*Set problem*:
Can you output every line of the rows below as a Markdown table with an Index column for the line number and an Entry column for the line itself, skipping blank lines and leaving out the pictures?

— start of Task material —

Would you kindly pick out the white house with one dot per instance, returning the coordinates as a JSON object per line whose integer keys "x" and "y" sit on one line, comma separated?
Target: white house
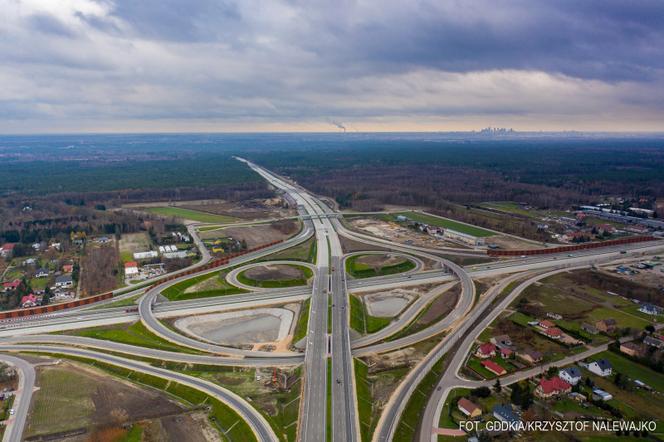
{"x": 146, "y": 255}
{"x": 600, "y": 367}
{"x": 64, "y": 281}
{"x": 571, "y": 375}
{"x": 601, "y": 395}
{"x": 650, "y": 309}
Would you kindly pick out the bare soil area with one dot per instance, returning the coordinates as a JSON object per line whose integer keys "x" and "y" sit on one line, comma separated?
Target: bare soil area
{"x": 257, "y": 235}
{"x": 278, "y": 272}
{"x": 379, "y": 261}
{"x": 441, "y": 306}
{"x": 397, "y": 233}
{"x": 511, "y": 243}
{"x": 248, "y": 210}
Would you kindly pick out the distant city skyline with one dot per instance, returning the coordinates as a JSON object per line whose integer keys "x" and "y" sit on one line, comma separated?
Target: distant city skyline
{"x": 280, "y": 66}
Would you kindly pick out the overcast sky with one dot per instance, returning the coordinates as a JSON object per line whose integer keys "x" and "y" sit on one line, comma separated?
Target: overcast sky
{"x": 262, "y": 65}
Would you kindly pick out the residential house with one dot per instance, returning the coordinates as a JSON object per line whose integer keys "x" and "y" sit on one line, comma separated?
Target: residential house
{"x": 601, "y": 395}
{"x": 505, "y": 413}
{"x": 12, "y": 285}
{"x": 529, "y": 355}
{"x": 552, "y": 387}
{"x": 131, "y": 268}
{"x": 606, "y": 325}
{"x": 502, "y": 341}
{"x": 486, "y": 350}
{"x": 553, "y": 333}
{"x": 468, "y": 408}
{"x": 546, "y": 324}
{"x": 589, "y": 328}
{"x": 7, "y": 250}
{"x": 29, "y": 301}
{"x": 64, "y": 281}
{"x": 506, "y": 353}
{"x": 146, "y": 255}
{"x": 577, "y": 397}
{"x": 600, "y": 367}
{"x": 653, "y": 342}
{"x": 650, "y": 309}
{"x": 571, "y": 375}
{"x": 493, "y": 367}
{"x": 631, "y": 349}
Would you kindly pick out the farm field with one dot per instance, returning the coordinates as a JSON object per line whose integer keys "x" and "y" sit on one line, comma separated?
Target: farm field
{"x": 133, "y": 242}
{"x": 446, "y": 223}
{"x": 98, "y": 400}
{"x": 577, "y": 297}
{"x": 191, "y": 215}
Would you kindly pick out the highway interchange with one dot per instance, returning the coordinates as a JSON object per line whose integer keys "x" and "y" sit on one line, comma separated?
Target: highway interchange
{"x": 329, "y": 351}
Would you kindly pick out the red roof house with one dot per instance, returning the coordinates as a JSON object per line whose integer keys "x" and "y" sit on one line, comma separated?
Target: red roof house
{"x": 506, "y": 352}
{"x": 486, "y": 350}
{"x": 546, "y": 324}
{"x": 494, "y": 368}
{"x": 552, "y": 387}
{"x": 11, "y": 285}
{"x": 469, "y": 408}
{"x": 553, "y": 332}
{"x": 29, "y": 301}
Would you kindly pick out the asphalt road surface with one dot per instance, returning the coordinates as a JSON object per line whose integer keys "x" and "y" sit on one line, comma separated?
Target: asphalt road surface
{"x": 16, "y": 423}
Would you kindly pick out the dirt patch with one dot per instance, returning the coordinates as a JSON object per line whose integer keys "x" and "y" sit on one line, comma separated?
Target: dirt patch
{"x": 181, "y": 427}
{"x": 99, "y": 272}
{"x": 511, "y": 243}
{"x": 441, "y": 306}
{"x": 249, "y": 209}
{"x": 278, "y": 272}
{"x": 400, "y": 234}
{"x": 379, "y": 261}
{"x": 257, "y": 235}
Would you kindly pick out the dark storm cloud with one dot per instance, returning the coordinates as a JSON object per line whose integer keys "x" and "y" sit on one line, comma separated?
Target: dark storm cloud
{"x": 284, "y": 60}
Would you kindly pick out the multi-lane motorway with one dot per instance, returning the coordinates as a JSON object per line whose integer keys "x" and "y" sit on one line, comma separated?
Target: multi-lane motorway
{"x": 328, "y": 357}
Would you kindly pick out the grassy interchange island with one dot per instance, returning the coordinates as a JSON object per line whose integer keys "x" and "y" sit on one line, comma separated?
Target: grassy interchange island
{"x": 370, "y": 265}
{"x": 275, "y": 276}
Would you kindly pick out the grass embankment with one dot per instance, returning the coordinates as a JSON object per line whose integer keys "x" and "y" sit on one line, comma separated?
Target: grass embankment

— end of Task material —

*Correct output*:
| Index | Entry |
|---|---|
| 1 | Would you kindly pick out the white house with one dot per instance, returning the coordinates as a JSON object per line whose integer keys "x" and "y" sit on one line, comma separated? |
| 2 | Target: white house |
| 3 | {"x": 146, "y": 255} |
| 4 | {"x": 600, "y": 367} |
| 5 | {"x": 64, "y": 281} |
| 6 | {"x": 571, "y": 375} |
| 7 | {"x": 601, "y": 395} |
| 8 | {"x": 650, "y": 309} |
| 9 | Would you kindly pick out the bare soil area with one dot per instance, returning the coordinates as a JSON object per line whose integer keys "x" and "y" sit on one line, comma separated? |
| 10 | Target: bare soil area |
| 11 | {"x": 257, "y": 235} |
| 12 | {"x": 278, "y": 272} |
| 13 | {"x": 379, "y": 261} |
| 14 | {"x": 441, "y": 306} |
| 15 | {"x": 397, "y": 233} |
| 16 | {"x": 511, "y": 243} |
| 17 | {"x": 248, "y": 210} |
| 18 | Would you kindly pick out the distant city skyline with one dot per instance, returning the coordinates as a JSON object per line whose integer keys "x" and "y" sit on one line, comma separated? |
| 19 | Target: distant city skyline |
| 20 | {"x": 280, "y": 66} |
| 21 | Would you kindly pick out the overcast sky with one dot per instance, returning the coordinates as a JSON object per line whose integer keys "x" and "y" sit on one line, comma separated? |
| 22 | Target: overcast sky |
| 23 | {"x": 262, "y": 65} |
| 24 | Would you kindly pick out the residential house with one dot per instance, returning the coordinates as a JSON object per line whose integer keys "x" and "y" sit on one line, comma separated? |
| 25 | Target: residential house |
| 26 | {"x": 601, "y": 395} |
| 27 | {"x": 505, "y": 413} |
| 28 | {"x": 12, "y": 285} |
| 29 | {"x": 529, "y": 355} |
| 30 | {"x": 552, "y": 387} |
| 31 | {"x": 131, "y": 268} |
| 32 | {"x": 606, "y": 325} |
| 33 | {"x": 502, "y": 341} |
| 34 | {"x": 486, "y": 350} |
| 35 | {"x": 553, "y": 333} |
| 36 | {"x": 468, "y": 408} |
| 37 | {"x": 546, "y": 324} |
| 38 | {"x": 589, "y": 328} |
| 39 | {"x": 7, "y": 250} |
| 40 | {"x": 29, "y": 301} |
| 41 | {"x": 64, "y": 281} |
| 42 | {"x": 506, "y": 353} |
| 43 | {"x": 146, "y": 255} |
| 44 | {"x": 577, "y": 397} |
| 45 | {"x": 600, "y": 367} |
| 46 | {"x": 653, "y": 342} |
| 47 | {"x": 650, "y": 309} |
| 48 | {"x": 571, "y": 375} |
| 49 | {"x": 493, "y": 367} |
| 50 | {"x": 631, "y": 349} |
| 51 | Would you kindly pick out the farm field with one dot per instance, returning the coordinates as a JSON object per line whose integer keys "x" and "y" sit on one line, comma separated? |
| 52 | Target: farm field |
| 53 | {"x": 133, "y": 242} |
| 54 | {"x": 446, "y": 223} |
| 55 | {"x": 98, "y": 400} |
| 56 | {"x": 577, "y": 297} |
| 57 | {"x": 191, "y": 215} |
| 58 | Would you kindly pick out the highway interchange with one dot per instance, returning the coordinates as a JSON object per line whose integer keys "x" and "y" sit on one line, comma separated? |
| 59 | Target: highway interchange |
| 60 | {"x": 329, "y": 351} |
| 61 | Would you kindly pick out the red roof house with one dot per instance, returning the coordinates as a JSON object per line whose integer keys "x" and "y" sit on one line, comma separated? |
| 62 | Target: red roof house |
| 63 | {"x": 506, "y": 352} |
| 64 | {"x": 486, "y": 350} |
| 65 | {"x": 546, "y": 324} |
| 66 | {"x": 494, "y": 368} |
| 67 | {"x": 552, "y": 387} |
| 68 | {"x": 11, "y": 285} |
| 69 | {"x": 469, "y": 408} |
| 70 | {"x": 553, "y": 332} |
| 71 | {"x": 29, "y": 301} |
| 72 | Would you kindly pick out the asphalt road surface with one dot per instance, returning the coordinates as a JSON object per line whose integer keys "x" and "y" sit on one line, comma separated? |
| 73 | Target: asphalt road surface |
| 74 | {"x": 16, "y": 423} |
| 75 | Would you kindly pick out the dirt patch with one dot per instance, returning the coordinates as a JSON object per line whose integer keys "x" and "y" sit on one line, comma separated? |
| 76 | Target: dirt patch |
| 77 | {"x": 181, "y": 427} |
| 78 | {"x": 99, "y": 272} |
| 79 | {"x": 511, "y": 243} |
| 80 | {"x": 441, "y": 306} |
| 81 | {"x": 249, "y": 209} |
| 82 | {"x": 278, "y": 272} |
| 83 | {"x": 400, "y": 234} |
| 84 | {"x": 379, "y": 261} |
| 85 | {"x": 257, "y": 235} |
| 86 | Would you kindly pick out the dark storm cloud with one dot per instance, returning the coordinates as a JSON object per line whose integer keys "x" and "y" sit on one line, comma separated? |
| 87 | Target: dark storm cloud |
| 88 | {"x": 284, "y": 60} |
| 89 | Would you kindly pick out the multi-lane motorway with one dot per instance, returning the coordinates as a JSON object per line whose integer keys "x" and "y" sit on one line, comma separated? |
| 90 | Target: multi-lane motorway |
| 91 | {"x": 328, "y": 357} |
| 92 | Would you kindly pick out the grassy interchange island with one dot per instance, returning the coordinates as a JSON object per line whose integer keys "x" and "y" sit on one line, comma separated? |
| 93 | Target: grassy interchange island |
| 94 | {"x": 370, "y": 265} |
| 95 | {"x": 275, "y": 276} |
| 96 | Would you kindly pick out the grass embankment with one dot per instance, returning the coordinates as a JSON object per line whose integer keys "x" and "y" sit on one line, comma separated? |
| 97 | Target: grass embankment |